» SOURCE TEXT:
────
Purple Hibiscus by Chimamanda Ngozi Adichie

(New York: Algonquin Books, 2012), 321

I read this while reading a commentary on James and it's ironic that one of the two books of the Bible mentioned in this novel is James, and her father is prototypical of the type of faith without works that James warns against: "Even the demons believe—and shudder! Do you want to be shown, you foolish person, that faith apart from works is useless?" (Jas-02). Perhaps he is more accurately one with faith but without love (at least toward his family in many of the interactions we see), or simply the embodiment of the worst type of rigid, legalistic practice of religion. Either way, while his teaching may be well-intentioned, it is not effective, echoing the other warning of James: "Not many of your should become teachers, my brothers, for you know that we who teach will be judged with grater strictness" (Jas-03). The other flavor of Catholicism offered by her family is Aunty Ifeoma with her relativistic and universalist attitudes. The one glimpse of a Catholicism true to the Gospel—selfless and docile to the Lord's will—is Father Amadi, yet his character is clouded by Kambili's crush as told from her point of view.

  • "A love sip, he called it, because you shared the little things you loved with the people you loved." (8)
  • "I was in my room after lunch, reading James chapter five..." (32)
  • "Because God has given you much, he expects much from you. He expects perfection." (47)
  • "Your Papa-Nnukwu is not a pagan, Kambili, he is a traditionalist," Aunty Ifeoma said. (81)
  • "You know, Father, it's like making okpa," Obiora said. "You mix the cowpea flour and palm oil, then you steam-cook for hours. You think you can ever get just the cowpea flour? Or just the palm oil?" "What are you talking about?" Father Amadi asked. "Religion and oppression," Obiora said. (172-173)
────
Coordinate annotation entries:
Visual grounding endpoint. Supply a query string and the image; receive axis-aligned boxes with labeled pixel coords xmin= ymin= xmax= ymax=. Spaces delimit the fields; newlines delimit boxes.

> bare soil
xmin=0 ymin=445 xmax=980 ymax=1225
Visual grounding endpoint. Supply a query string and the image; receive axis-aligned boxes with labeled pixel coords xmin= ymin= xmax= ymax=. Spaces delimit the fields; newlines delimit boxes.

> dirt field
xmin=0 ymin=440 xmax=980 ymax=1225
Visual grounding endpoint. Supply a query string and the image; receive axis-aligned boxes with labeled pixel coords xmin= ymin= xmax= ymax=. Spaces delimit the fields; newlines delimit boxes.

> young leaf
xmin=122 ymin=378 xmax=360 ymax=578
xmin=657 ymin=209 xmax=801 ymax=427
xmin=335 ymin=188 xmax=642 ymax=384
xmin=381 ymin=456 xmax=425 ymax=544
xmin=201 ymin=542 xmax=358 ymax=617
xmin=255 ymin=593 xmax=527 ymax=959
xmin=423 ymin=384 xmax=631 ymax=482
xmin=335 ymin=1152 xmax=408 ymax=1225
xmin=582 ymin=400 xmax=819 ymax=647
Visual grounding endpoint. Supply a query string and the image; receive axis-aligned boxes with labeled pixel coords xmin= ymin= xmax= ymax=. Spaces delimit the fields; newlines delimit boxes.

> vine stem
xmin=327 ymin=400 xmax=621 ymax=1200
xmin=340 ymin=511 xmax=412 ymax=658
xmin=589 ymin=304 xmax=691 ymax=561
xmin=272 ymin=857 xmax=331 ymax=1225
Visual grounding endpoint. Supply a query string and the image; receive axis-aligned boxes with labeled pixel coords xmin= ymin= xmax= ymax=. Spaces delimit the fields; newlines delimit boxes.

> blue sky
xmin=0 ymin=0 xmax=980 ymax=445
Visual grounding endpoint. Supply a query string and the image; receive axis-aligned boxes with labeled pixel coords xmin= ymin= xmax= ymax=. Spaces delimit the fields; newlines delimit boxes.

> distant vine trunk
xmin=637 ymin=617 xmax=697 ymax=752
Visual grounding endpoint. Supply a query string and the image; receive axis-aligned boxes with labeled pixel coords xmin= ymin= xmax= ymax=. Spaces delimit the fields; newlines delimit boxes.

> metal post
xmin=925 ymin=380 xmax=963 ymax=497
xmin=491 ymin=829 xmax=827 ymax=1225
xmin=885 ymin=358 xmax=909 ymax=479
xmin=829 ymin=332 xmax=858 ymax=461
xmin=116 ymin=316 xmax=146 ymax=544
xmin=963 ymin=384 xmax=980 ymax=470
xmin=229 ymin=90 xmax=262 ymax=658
────
» TASK SET:
1. Reproduce the entries word for word, beginning with their first line and stopping after the line that contains "xmin=0 ymin=445 xmax=980 ymax=1225".
2. Extend the reading notes on Purple Hibiscus from the point where they end.
The reading notes on Purple Hibiscus and the entries are unrelated material.

» RESULTS FOR THE EXERCISE:
1.
Visual grounding endpoint. Supply a query string and the image; receive axis-aligned boxes with labeled pixel coords xmin= ymin= xmax= ymax=. Spaces delimit the fields; newlines delimit boxes.

> bare soil
xmin=0 ymin=445 xmax=980 ymax=1225

2.
  • "Ifeoma, did you call a priest?" Papa asked. "Is that all you can say, eh, Eugene? Have you nothing else to say gbo? Our father has died! Has your head turned upside down? Will you not help me bury our father?" "I cannot participate in a pagan funeral, but we can discuss with the parish priest and arrange a Catholic funeral." Aunty Ifeoma got up and started to shout. Her voice was unsteady. "I will put my dead husband's grave up for sale, Eugene, before I give our father a Catholic funeral. Do you hear me? I said I will sell Ifediora's grave first! Was our father a Catholic? I ask you, Eugene, was he a Catholic?" (188-189)
  • "Ifeoma, do you think you are the only one who knows the truth? Do you think we do not all know the truth, eh? But gwakenem, will the truth feed your children? Will the truth pay their school fees and buy their clothes?" (222-223)
  • Set high expectations for kids and let them surprise you: "When they were not looking, he took the rod up a notch, then yelled, 'One more time: set, go!' and they jumped over it...He laughed and said he believed they could jump higher than they thought they could. And that they had just proved him right. It was what Aunty Ifeoma did to my cousins, I realized then, setting higher and higher jumps for them in the way she talked to them, in what she expected of them." (226)
  • Jaja: "Of course God knows best. Look what He did to his faithful servant Job, even to His own son. But have you ever wondered why? Why did He have to murder his own son so we would be saved? Why didn't He just go ahead and save us?" (289)
    • Amaka's letters from America: "Sure, there has never been a power outage and hot water runs from the tap, but we don't laugh anymore, she writes, because we don't have the time to laugh, because we don't see one another." (301)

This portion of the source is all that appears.